■ **Provided text**:
The Building of The House of Life

In 1909, Wilfred S. Blunt, author of the sonnet sequence Esther, asserted to Sir Sydney Cockerell that he considered Dante Gabriel Rossetti's 103-sonnet poem The House of Life ‘the greatest of all the great Victorian poems’. This image of its loftiness has been popular among the poem's would-be interpreters, who regard it as an unscaled, perhaps unscalable, pinnacle among Victorian peaks. Certainly, its textual complexities are formidable, and it is impossible to attempt an authoritative interpretation of the House without the benefit of a proper critical edition. The final version, which appeared in Ballads and Sonnets (1881), contained sonnets written as early as 1847, before the formation of the Pre-Raphaelite Brotherhood, and as late as 1880. The individual ‘sonnet-stanzas’ of the House were thus composed over a period of thirty-four years, twice the time it took Alfred Tennyson to compose all the individual lyrics of In Memoriam.

■ **Goal 1**:
According to the passage on Rossetti's The House of Life, over how many years were the poem's individual sonnet-stanzas composed?

■ **Dataset records**:

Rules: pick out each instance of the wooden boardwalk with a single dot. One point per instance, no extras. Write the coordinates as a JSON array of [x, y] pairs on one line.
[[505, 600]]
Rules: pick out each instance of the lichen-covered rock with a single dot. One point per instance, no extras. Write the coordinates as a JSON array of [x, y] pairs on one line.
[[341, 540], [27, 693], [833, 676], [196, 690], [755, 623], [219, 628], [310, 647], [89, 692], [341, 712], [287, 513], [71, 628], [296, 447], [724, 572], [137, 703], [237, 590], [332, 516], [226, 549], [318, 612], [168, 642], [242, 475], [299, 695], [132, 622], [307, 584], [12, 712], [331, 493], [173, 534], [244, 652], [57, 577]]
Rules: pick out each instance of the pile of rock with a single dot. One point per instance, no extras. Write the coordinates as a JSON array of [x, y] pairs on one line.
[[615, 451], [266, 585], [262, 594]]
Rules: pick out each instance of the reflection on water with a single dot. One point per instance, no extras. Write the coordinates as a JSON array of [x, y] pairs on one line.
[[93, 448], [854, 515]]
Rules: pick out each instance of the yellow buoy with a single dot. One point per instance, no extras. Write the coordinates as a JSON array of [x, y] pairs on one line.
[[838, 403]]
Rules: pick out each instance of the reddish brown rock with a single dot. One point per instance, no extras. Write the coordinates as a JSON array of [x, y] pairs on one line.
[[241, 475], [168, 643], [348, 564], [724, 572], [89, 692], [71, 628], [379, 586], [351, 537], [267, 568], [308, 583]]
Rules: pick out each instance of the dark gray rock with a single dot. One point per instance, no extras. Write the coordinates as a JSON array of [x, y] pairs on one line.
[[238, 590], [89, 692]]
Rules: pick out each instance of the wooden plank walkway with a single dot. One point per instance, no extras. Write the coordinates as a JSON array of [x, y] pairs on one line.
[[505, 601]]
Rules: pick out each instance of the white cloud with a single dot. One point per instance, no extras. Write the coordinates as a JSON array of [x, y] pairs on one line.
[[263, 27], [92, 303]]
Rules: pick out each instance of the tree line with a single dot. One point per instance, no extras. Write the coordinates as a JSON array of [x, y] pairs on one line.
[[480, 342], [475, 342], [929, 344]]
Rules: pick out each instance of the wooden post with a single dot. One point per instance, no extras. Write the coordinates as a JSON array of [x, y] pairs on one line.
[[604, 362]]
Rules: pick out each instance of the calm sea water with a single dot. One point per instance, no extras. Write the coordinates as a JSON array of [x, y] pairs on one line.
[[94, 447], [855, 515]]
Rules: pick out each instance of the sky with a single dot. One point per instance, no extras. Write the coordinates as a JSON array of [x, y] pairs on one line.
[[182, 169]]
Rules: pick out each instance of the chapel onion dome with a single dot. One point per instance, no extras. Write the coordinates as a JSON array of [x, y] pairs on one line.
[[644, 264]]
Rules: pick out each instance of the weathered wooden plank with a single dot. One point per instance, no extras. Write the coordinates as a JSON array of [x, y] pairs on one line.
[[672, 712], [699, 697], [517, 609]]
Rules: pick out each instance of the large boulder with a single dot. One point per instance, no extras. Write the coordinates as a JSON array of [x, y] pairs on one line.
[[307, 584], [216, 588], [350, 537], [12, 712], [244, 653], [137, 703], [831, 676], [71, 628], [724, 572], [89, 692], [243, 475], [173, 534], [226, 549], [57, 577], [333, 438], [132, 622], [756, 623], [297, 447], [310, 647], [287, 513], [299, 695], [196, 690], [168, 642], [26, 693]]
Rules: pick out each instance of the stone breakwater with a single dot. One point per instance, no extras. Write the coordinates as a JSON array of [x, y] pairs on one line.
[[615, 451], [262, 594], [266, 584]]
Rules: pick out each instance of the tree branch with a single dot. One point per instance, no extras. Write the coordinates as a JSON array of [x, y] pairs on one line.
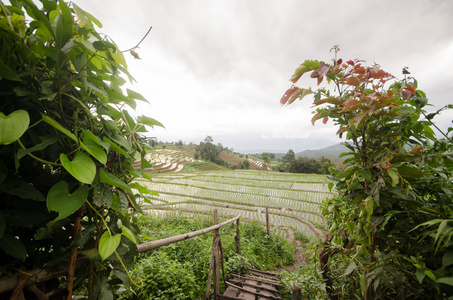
[[136, 46]]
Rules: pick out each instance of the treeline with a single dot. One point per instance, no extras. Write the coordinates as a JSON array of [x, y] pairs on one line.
[[208, 151], [306, 165]]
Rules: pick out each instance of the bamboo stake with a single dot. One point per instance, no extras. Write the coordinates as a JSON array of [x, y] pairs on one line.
[[215, 250], [267, 221], [237, 238], [163, 242]]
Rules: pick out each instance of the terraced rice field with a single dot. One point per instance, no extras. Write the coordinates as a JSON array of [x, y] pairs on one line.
[[293, 200], [166, 160]]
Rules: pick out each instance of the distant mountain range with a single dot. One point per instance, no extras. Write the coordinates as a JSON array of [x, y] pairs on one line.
[[333, 152]]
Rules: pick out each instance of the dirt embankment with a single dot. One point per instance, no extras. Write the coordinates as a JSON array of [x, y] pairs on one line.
[[300, 259]]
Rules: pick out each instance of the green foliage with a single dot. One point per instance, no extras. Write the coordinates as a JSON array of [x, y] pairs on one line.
[[305, 165], [308, 278], [67, 144], [391, 223], [180, 270]]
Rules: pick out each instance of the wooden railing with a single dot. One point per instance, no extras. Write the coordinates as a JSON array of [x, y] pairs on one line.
[[38, 275]]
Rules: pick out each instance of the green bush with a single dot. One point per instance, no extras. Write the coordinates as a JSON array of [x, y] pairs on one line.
[[180, 270]]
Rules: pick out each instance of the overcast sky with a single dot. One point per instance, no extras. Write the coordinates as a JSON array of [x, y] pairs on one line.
[[220, 67]]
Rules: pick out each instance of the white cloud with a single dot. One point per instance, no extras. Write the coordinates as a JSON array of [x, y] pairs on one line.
[[220, 67]]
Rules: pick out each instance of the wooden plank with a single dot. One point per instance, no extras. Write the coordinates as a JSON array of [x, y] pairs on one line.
[[239, 282], [254, 293], [265, 272], [258, 279], [170, 240]]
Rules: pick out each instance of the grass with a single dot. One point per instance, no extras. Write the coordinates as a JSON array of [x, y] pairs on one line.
[[179, 270], [290, 197]]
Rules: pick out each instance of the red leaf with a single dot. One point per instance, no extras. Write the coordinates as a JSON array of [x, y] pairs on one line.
[[359, 69], [287, 94], [417, 149], [315, 117], [341, 130], [353, 81], [323, 69], [406, 94], [410, 89], [320, 80]]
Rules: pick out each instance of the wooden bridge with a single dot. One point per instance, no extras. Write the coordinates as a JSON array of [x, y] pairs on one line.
[[256, 285]]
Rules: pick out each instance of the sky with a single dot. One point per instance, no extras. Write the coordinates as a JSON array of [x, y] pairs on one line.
[[219, 67]]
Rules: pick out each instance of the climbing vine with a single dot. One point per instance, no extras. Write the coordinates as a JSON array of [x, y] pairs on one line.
[[391, 223], [67, 145]]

■ **Goal 2**:
Rescale the listing starting at the line that contains "Rules: pick out each instance of the bamboo" and ending at the line that contains "[[293, 200], [166, 160]]", writing out every line again with the requests included and each coordinate in the answers multiplied by 0.2 and rounded to a whole number, halves rounded up. Return only those lines.

■ **Written solution 1**:
Thirty-four years.

■ **Written solution 2**:
Rules: pick out each instance of the bamboo stake with a single dot. One point per instance, no extras. Write the coordinates as a JSON array of [x, y] pairs on one line.
[[43, 50], [53, 44], [47, 48], [33, 48]]
Rules: pick out each instance of the terraced rice field with a single dot. One point per instance, no extras. Write the coordinates as a JSON array of [x, y] pairs on one line.
[[59, 40], [33, 32]]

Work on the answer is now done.